CHALLENGE: Reproduce every line of the records below word for word, leaving out the pictures.

====== SOURCE DATA ======

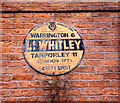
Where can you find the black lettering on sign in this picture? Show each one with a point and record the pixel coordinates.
(53, 48)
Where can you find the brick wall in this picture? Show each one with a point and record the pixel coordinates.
(96, 78)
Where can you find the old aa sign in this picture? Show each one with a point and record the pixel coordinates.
(53, 48)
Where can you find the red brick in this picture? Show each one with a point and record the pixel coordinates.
(54, 83)
(11, 32)
(115, 42)
(100, 69)
(101, 43)
(8, 26)
(45, 15)
(115, 98)
(73, 19)
(3, 70)
(91, 76)
(36, 4)
(21, 57)
(9, 85)
(8, 15)
(115, 14)
(16, 20)
(81, 98)
(73, 76)
(90, 91)
(108, 62)
(10, 99)
(67, 99)
(5, 77)
(14, 70)
(113, 69)
(5, 20)
(19, 50)
(6, 38)
(19, 38)
(32, 9)
(61, 19)
(109, 91)
(24, 32)
(63, 14)
(7, 44)
(88, 37)
(103, 30)
(41, 92)
(82, 14)
(77, 84)
(73, 92)
(24, 26)
(94, 56)
(84, 69)
(111, 55)
(114, 30)
(96, 3)
(6, 4)
(83, 25)
(58, 4)
(7, 50)
(18, 93)
(69, 92)
(5, 93)
(99, 83)
(115, 24)
(91, 62)
(30, 84)
(42, 77)
(29, 99)
(92, 49)
(87, 31)
(104, 37)
(101, 25)
(23, 77)
(106, 19)
(13, 9)
(115, 83)
(25, 15)
(101, 14)
(100, 98)
(111, 76)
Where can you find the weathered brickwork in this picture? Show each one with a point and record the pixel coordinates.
(96, 78)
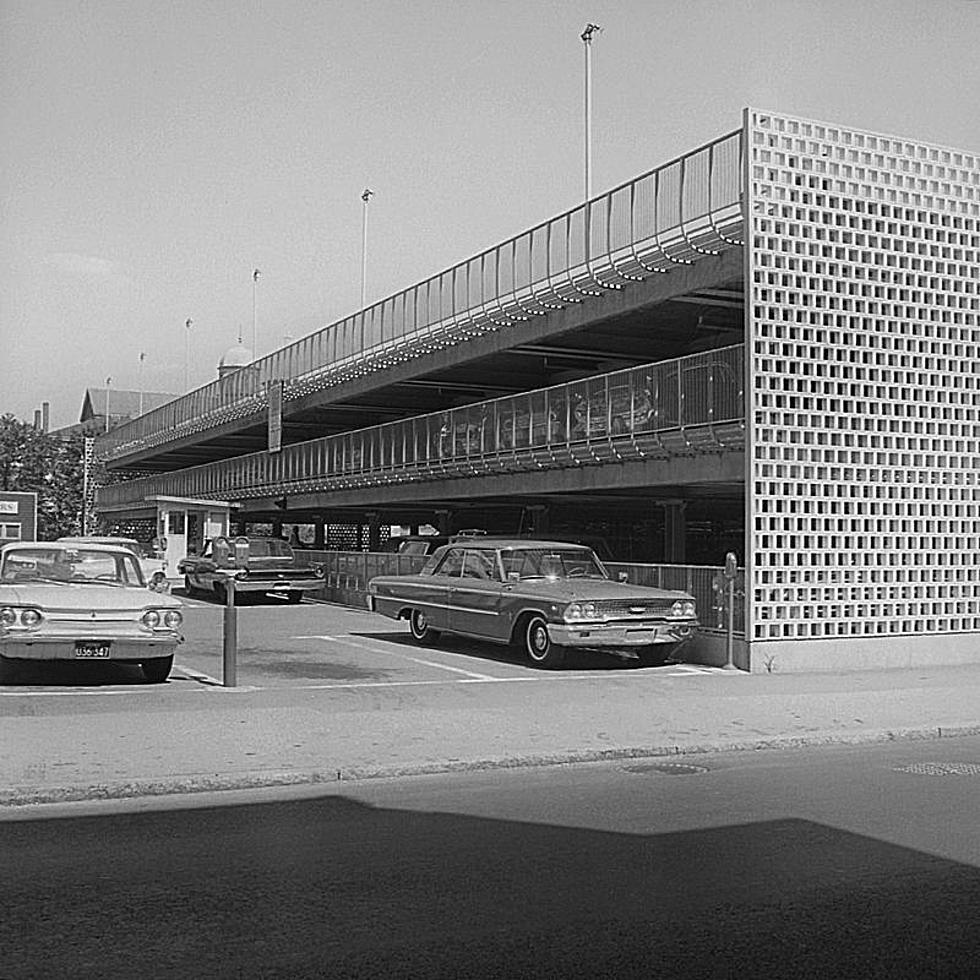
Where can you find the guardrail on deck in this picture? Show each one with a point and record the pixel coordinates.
(680, 407)
(668, 217)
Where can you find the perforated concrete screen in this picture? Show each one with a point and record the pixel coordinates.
(862, 303)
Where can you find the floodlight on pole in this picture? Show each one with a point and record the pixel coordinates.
(255, 319)
(590, 30)
(187, 353)
(365, 197)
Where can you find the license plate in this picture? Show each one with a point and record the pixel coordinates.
(92, 651)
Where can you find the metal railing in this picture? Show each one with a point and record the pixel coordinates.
(348, 573)
(684, 406)
(668, 217)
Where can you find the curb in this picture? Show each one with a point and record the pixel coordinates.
(272, 778)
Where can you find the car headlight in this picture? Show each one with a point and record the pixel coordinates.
(576, 611)
(14, 616)
(30, 618)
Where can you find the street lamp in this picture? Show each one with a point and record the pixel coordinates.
(255, 330)
(187, 353)
(586, 35)
(365, 197)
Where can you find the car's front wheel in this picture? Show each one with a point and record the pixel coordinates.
(538, 646)
(422, 632)
(157, 670)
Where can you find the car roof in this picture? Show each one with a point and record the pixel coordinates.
(515, 544)
(63, 544)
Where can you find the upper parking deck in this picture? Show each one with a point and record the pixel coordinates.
(663, 220)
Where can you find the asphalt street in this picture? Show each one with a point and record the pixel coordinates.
(835, 862)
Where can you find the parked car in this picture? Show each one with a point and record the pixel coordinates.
(266, 565)
(543, 596)
(154, 566)
(63, 601)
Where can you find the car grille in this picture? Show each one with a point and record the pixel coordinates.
(633, 609)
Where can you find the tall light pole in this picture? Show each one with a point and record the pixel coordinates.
(255, 319)
(590, 29)
(365, 197)
(187, 353)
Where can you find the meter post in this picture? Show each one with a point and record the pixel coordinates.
(229, 653)
(731, 573)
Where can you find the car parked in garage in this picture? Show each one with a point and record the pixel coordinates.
(88, 602)
(545, 597)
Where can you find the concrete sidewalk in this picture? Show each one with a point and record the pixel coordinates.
(189, 737)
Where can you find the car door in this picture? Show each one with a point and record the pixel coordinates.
(430, 593)
(474, 598)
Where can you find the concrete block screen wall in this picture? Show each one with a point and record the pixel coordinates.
(862, 514)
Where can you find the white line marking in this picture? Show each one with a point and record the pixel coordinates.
(455, 670)
(196, 675)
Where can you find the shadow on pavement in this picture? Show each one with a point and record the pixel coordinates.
(334, 888)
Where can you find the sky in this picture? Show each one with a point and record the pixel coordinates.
(156, 152)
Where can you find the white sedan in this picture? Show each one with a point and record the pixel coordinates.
(61, 601)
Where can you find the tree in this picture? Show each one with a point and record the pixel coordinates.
(50, 466)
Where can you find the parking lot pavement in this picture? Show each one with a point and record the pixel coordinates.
(319, 646)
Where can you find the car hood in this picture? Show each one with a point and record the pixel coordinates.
(52, 595)
(591, 590)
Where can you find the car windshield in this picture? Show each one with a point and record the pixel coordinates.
(77, 565)
(551, 563)
(268, 548)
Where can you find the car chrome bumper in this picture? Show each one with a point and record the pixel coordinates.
(618, 635)
(62, 648)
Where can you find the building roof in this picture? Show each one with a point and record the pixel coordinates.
(122, 404)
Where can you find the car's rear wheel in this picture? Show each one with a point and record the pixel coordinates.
(537, 644)
(656, 655)
(157, 670)
(422, 632)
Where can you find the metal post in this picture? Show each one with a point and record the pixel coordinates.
(590, 29)
(731, 573)
(365, 197)
(229, 653)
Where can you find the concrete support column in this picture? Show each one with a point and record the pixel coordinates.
(675, 531)
(539, 520)
(374, 531)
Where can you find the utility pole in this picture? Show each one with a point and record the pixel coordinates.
(590, 30)
(255, 329)
(187, 353)
(365, 197)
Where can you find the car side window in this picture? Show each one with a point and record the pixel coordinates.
(480, 565)
(452, 564)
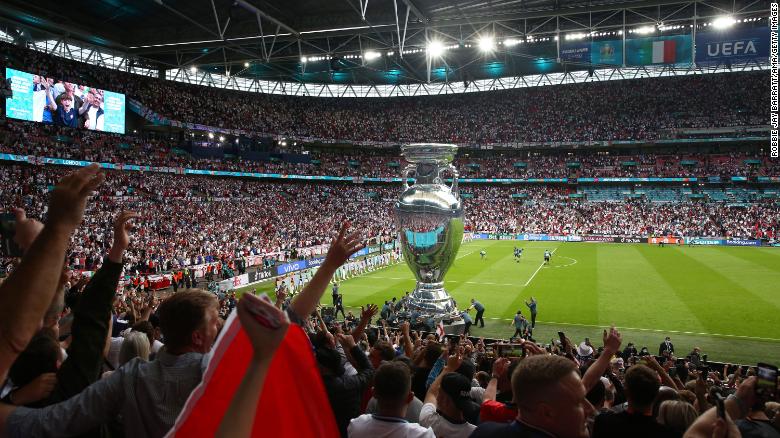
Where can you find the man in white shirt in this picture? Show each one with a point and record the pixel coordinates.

======

RESPONSE:
Where can you find the black lettering on sign in this picture? Show each one with a point and record the pixel coordinates.
(53, 48)
Where can you find the brick wall in this picture? Show each one with a point and record the pixel coordinates.
(96, 78)
Where can you find the old aa sign in this picture? Show each one with a point and record the pixel coordinates.
(53, 48)
Where can you find the red brick in this picture? Show each one with a point and record the pixel coordinates.
(54, 83)
(11, 32)
(115, 42)
(100, 69)
(101, 43)
(8, 26)
(45, 15)
(115, 98)
(73, 19)
(3, 70)
(91, 76)
(36, 4)
(21, 57)
(9, 85)
(8, 15)
(115, 14)
(16, 20)
(81, 98)
(73, 76)
(90, 91)
(108, 62)
(10, 99)
(67, 99)
(5, 77)
(14, 70)
(113, 69)
(5, 20)
(19, 50)
(6, 38)
(19, 38)
(32, 9)
(61, 19)
(109, 91)
(24, 32)
(63, 14)
(7, 44)
(88, 37)
(103, 30)
(41, 92)
(82, 14)
(77, 84)
(73, 92)
(24, 26)
(94, 56)
(84, 69)
(111, 55)
(114, 30)
(96, 3)
(6, 4)
(83, 25)
(58, 4)
(7, 50)
(18, 93)
(69, 92)
(5, 93)
(99, 83)
(115, 24)
(91, 62)
(30, 84)
(42, 77)
(29, 99)
(92, 49)
(87, 31)
(104, 37)
(101, 25)
(23, 77)
(106, 19)
(13, 9)
(115, 83)
(25, 15)
(101, 14)
(100, 98)
(111, 76)
Where can you find the weathered brickwork in this picture? Show each one with a point and record the pixel coordinates.
(96, 78)
Where can you find the guardrail on deck in this picture? Show each one with a point and record the pixel coordinates.
(680, 407)
(668, 217)
Where can you find the perforated concrete screen in this picture? Show each one with a point and record the pixel coordinates.
(862, 303)
Where can you find the floodlight on pole in this picture? Show each one with a point and record the pixel coordinates.
(255, 319)
(590, 30)
(187, 353)
(365, 197)
Where can you find the license plate in this picture? Show each one with a point and record the pixel coordinates.
(92, 651)
Where can you find the metal railing in this picture? Show each one with a point and record the pixel coordinates.
(348, 573)
(684, 406)
(668, 217)
Where can you find the curb in this picture? Show each one with a point and record the pixel coordinates.
(272, 778)
Where can you find the car headlight in this picture? Show each one with a point and record the pixel coordinates.
(576, 611)
(14, 616)
(30, 618)
Where can you find the street lamp in this picture? Show each one with a point and record the pixel coordinates.
(255, 330)
(187, 353)
(586, 35)
(365, 197)
Where can you find the car's front wheel in this picture? Show each one with a point and record the pixel coordinates.
(538, 646)
(422, 632)
(157, 670)
Where can you find the car roof in this picture? Show each one with a point and record the pixel coordinates.
(515, 544)
(63, 544)
Where can you find the upper parking deck in this picture? Show each one with a point and record the pixel coordinates.
(663, 220)
Where can you find the asphalt street in this picture? Show each one with a point and record the pixel coordinates.
(835, 862)
Where can you find the parked car in this picture? Show each one with a point and record the pixel coordinates.
(266, 565)
(543, 596)
(154, 566)
(63, 601)
Where can you find the car grille in this picture? Show each one with a point and record the pixel coordinates.
(633, 609)
Where can you find the tall light pole in this picture? Show each one with a point and record the pixel coordinates.
(255, 319)
(590, 29)
(365, 197)
(187, 353)
Where can you find the meter post in this picture? Show each one with a point and record the pixel coordinates.
(229, 653)
(731, 573)
Where can you find the car parked in garage in this picture? Show each one with a point and record the pixel coordinates.
(88, 602)
(545, 597)
Where can you find the concrete sidewalk in this picture? Show each one with a point and record the pixel coordinates.
(189, 737)
Where can you find the car door in this picture? Show each one with a point and record the pixel coordinates.
(430, 593)
(474, 598)
Where can you find the concrete block screen wall in this picture? Show each one with a point and record the pixel coordinates.
(862, 514)
Where can you find the white line marking in this picture? Show each one with a point and record the pixel coordinates.
(455, 670)
(196, 675)
Where can you find the shadow on pavement in this picture? Show each one with a point and record the pixel coordinates.
(334, 888)
Where can you find the sky in this picture? Show each one with a point and record the pixel coordinates.
(156, 152)
Where can you find the white sedan in this picture? Show each one with a point and record the pixel coordinates.
(61, 601)
Where can you find the tree in this picture? Show each one with a point and record the pixel coordinates.
(50, 466)
Where can you find the parking lot pavement in this picture? Show each one with a point and record the pixel coordinates.
(319, 646)
Where can you find the car hood in this picture? Show each one with a point and record the pixel coordinates.
(52, 595)
(591, 590)
Where can you find the car windshield in this picture? Show each one with a point and record the pixel coordinates.
(77, 565)
(551, 563)
(268, 548)
Where can you find the car chrome bumper in this picture? Show each one with a point and record the pixel coordinates.
(618, 635)
(62, 648)
Where can you find the building roof in this picture? Show each one with a point and record the pixel coordinates.
(122, 404)
Where can you find the car's rear wheel in this picture? Show each one with a point and record the pixel coordinates.
(537, 644)
(656, 655)
(157, 670)
(422, 632)
Where can you find the metal post in this picture? Show each one with a point and record the pixel coordinates.
(590, 29)
(731, 573)
(365, 197)
(229, 653)
Where can you find the concrete support column in this picture? Show each one with a point and record the pixel coordinates.
(675, 531)
(539, 520)
(374, 531)
Where can you find the utility pole in this picture? Show each one with a point and record the pixel coordinates.
(590, 30)
(255, 329)
(187, 353)
(365, 197)
Where can you find the car side window in this picture? Show each one with a point and record the pixel coordinates.
(480, 565)
(452, 564)
Where can you find the man in white shirt in this picture? Show each one with a point and record the pixel coordinates.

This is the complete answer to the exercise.